• _DIRECTION_
Copy the data verbatim, starting at the line that contains "on the green" and ending at the line that contains "x=435, y=153", with both of those lines included.

• _TASK INPUTS_
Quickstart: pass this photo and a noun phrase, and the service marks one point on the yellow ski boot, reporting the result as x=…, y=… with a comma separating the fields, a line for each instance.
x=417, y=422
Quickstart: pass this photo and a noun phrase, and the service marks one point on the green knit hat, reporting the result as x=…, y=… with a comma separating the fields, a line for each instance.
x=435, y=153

* * *

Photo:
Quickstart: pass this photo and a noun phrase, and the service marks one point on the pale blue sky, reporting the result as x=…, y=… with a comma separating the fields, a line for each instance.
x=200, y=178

• _COMPLETED TASK_
Quickstart: pass this photo and a noun phrase, and the service marks one point on the green knit hat, reporting the result as x=…, y=… with a comma separating the fields, a line for each instance.
x=435, y=153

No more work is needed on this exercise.